* The input:
* * * * * * *

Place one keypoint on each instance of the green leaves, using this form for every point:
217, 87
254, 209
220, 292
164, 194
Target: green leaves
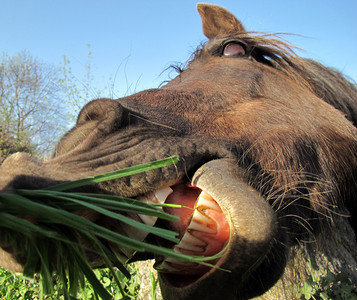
45, 228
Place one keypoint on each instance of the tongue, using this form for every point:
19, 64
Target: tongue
203, 228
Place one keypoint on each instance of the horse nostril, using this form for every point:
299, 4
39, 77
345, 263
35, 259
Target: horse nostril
106, 111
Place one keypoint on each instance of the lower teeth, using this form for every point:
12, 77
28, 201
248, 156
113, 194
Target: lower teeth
206, 235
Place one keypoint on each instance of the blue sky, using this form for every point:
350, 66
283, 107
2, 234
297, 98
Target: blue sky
134, 41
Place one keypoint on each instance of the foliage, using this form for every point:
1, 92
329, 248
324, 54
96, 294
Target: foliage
13, 286
77, 92
30, 111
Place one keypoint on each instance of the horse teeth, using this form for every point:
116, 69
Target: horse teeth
199, 227
173, 265
207, 201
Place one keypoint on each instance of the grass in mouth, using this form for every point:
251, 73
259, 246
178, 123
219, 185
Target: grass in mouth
54, 241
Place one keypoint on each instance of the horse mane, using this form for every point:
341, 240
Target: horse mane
326, 83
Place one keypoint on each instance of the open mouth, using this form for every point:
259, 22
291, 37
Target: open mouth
203, 230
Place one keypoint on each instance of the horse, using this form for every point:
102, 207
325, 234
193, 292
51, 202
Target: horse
267, 147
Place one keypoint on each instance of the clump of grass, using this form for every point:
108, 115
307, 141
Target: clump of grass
54, 239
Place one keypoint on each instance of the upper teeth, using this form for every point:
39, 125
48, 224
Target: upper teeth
158, 196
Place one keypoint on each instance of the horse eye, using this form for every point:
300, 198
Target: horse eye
233, 49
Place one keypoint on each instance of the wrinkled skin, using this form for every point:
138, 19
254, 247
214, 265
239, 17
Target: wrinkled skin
291, 152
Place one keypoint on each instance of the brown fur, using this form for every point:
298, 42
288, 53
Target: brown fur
287, 121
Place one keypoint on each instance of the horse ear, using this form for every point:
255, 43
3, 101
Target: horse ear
216, 20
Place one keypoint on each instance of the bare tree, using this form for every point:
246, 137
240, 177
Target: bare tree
30, 110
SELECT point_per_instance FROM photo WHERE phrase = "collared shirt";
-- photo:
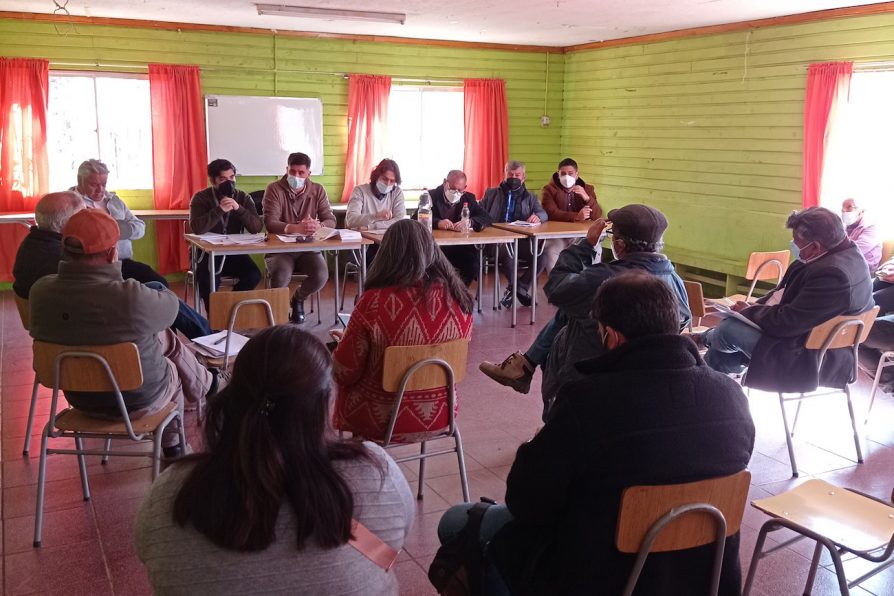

* * * * * * *

* Assignment: From the listing above, collect each line in which the string "photo" appears.

* Result of the exercise:
SELECT point_per_instance FROM photo WHERE phrase = "collared shirt";
-- photo:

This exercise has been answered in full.